## TASK SET
(a) Answer these questions from the text on informed consent:
(i) What does the consent form document?
(ii) Which three product classes does it name?
(iii) What standard does it give for when information counts as "informed"?
(b) Extend the text on informed consent, picking up right after its last sentence.

## EXCERPT
........

Informed consent is a documented conversation that confirms the patient understands what is being proposed, what the alternatives are, what the risks are, what the expected outcome looks like, and what the cost and review structure involves. Consent is renewed at each treatment appointment because consent is specific to the planned intervention. It is not a one-off form.
Why Consent Is a Conversation, Not a Form
Consent for a Schedule 4 medicine procedure cannot be reduced to a signature on a form. The legal and clinical requirement is that the patient demonstrates understanding of what is being proposed, the realistic outcomes, the known risks, and the alternatives, including the alternative of no treatment.
Understanding cannot be inferred from a signature. It can only be established through conversation, with the patient given the opportunity to ask questions, to consider, and to decline. The form documents that the conversation occurred. The conversation itself is the consent.
This distinction matters because it changes how patients should expect the consultation to feel. A practitioner who hands you a form to sign without discussing what is on it has not obtained valid informed consent. A practitioner who walks you through the procedure, the alternatives, the risks, and the review structure, with time for your questions, is operating within the regulatory standard.
What the Conversation Covers
The informed consent conversation typically covers several specific dimensions:
The specific product being administered. This includes the class (anti-wrinkle, dermal filler, hyaluronidase) and brand-specific information including the product name, the dose, and the relevant safety profile.
The anatomical area being treated. This includes the depth of placement, the technique, and the relationship to surrounding structures (vasculature, nerves, other muscles or volumes).
The expected outcome. This includes the timeline of effect, the typical settling pattern, the realistic appearance, and what ‘good’ looks like for the specific area.
The known risks. This includes general risks (bruising, swelling, mild asymmetry), product-specific risks (allergic reactions to particular products, granuloma risk, vascular events), and patient-specific risks (medications affecting bleeding, recent illness, anatomical variants).
The alternatives. This includes other injectable approaches, non-injectable approaches, and the alternative of no treatment.
The cost and review structure. This includes the fee for the treatment, included reviews, and any subsequent costs.
The consent record documents that each of these has been discussed.
Why Consent is Renewed at Each Appointment
Consent is specific to the planned intervention. A patient who has consented to anti-wrinkle treatment of the forehead at a previous appointment has not, by virtue of that, consented to anti-wrinkle treatment of the masseter at a future appointment. They have not consented to dermal filler. They have not even consented to a different dose of forehead anti-wrinkle treatment.
This is why consent is renewed at each treatment appointment. The consent conversation discusses the specific treatment planned for that visit. New factors that have emerged since the previous appointment (medication changes, recent illness, pregnancy possibility) are surfaced and integrated into the consent.
For patients, this means the consent conversation may take longer than they expect, even at follow-up visits. The depth supports the autonomy. A patient who feels rushed through consent has not had the conversation; they have had the form.
What Counts as ‘Informed’
The legal and clinical standard for ‘informed’ consent is that the information disclosed is what a reasonable patient in the same circumstances would want to know to make a decision. This is not a fixed list. It varies with the patient’s specific situation, the procedure, and the relevant clinical context.

........

## DATA SEGMENT

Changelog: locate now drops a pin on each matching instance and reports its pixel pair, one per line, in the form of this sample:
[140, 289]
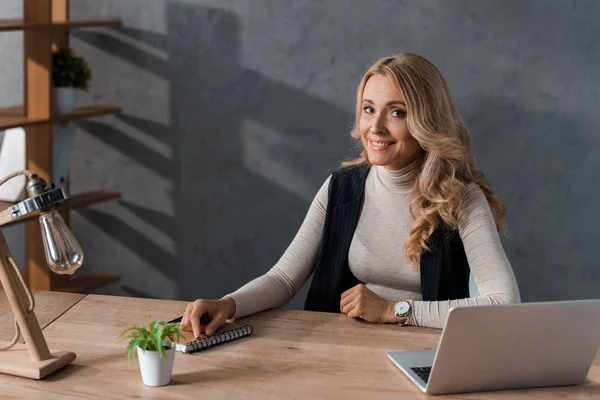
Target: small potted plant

........

## SOLVED TASKS
(a)
(i) It documents that the consent conversation occurred.
(ii) Anti-wrinkle, dermal filler, and hyaluronidase.
(iii) The information disclosed must be what a reasonable patient in the same circumstances would want to know to make a decision.

(b)
For cosmetic injectable treatment, the disclosure typically includes the items listed above (product, area, outcome, risks, alternatives, cost). The disclosure also responds to the patient’s specific questions, concerns, and information needs. A patient who asks about a specific risk receives the practitioner’s information on that risk; a patient who does not ask about a specific risk still receives the standard disclosure.
What counts as ‘informed’ also depends on the patient’s capacity to understand. Where a patient has cognitive limitations, language barriers, or other factors affecting understanding, the consent process must accommodate. This may involve translation, additional time, or in some cases the involvement of a substitute decision-maker.
The Cooling-Off Period and Why It Matters for Consent
AHPRA September 2025 guidance for non-surgical cosmetic procedures introduced a mandatory cooling-off period between consultation and treatment for new patients. The cooling-off period is a consent mechanism.
The purpose is to separate the consultation conversation (where information is provided and the treatment plan is discussed) from the treatment itself (where the planned intervention is delivered). The separation protects against the implicit pressure that exists when the patient is already in the treatment chair and the next step is the procedure.
During the cooling-off period, the patient has the opportunity to: reflect on the conversation, raise additional questions, consider alternatives, seek a second opinion if they wish, and decide whether to proceed without immediate social pressure to do so.
For patients, this means the first appointment with a new practitioner is not the treatment appointment. It is the consultation. The treatment is scheduled at a subsequent visit. This is regulatory requirement, not preference.
When Consent Cannot Be Given
Some patients cannot give valid consent for cosmetic injectable treatment, regardless of their stated preference. Categories include:
Under-18 patients. AHPRA September 2025 guidelines specifically prohibit elective cosmetic injectable treatment for under-18 patients. This is a regulatory hard rule, not a clinical judgement to be weighed.
Pregnant or breastfeeding patients. Elective cosmetic injectable treatment is contraindicated during pregnancy and breastfeeding due to insufficient safety data. Consent cannot proceed regardless of the patient’s preference.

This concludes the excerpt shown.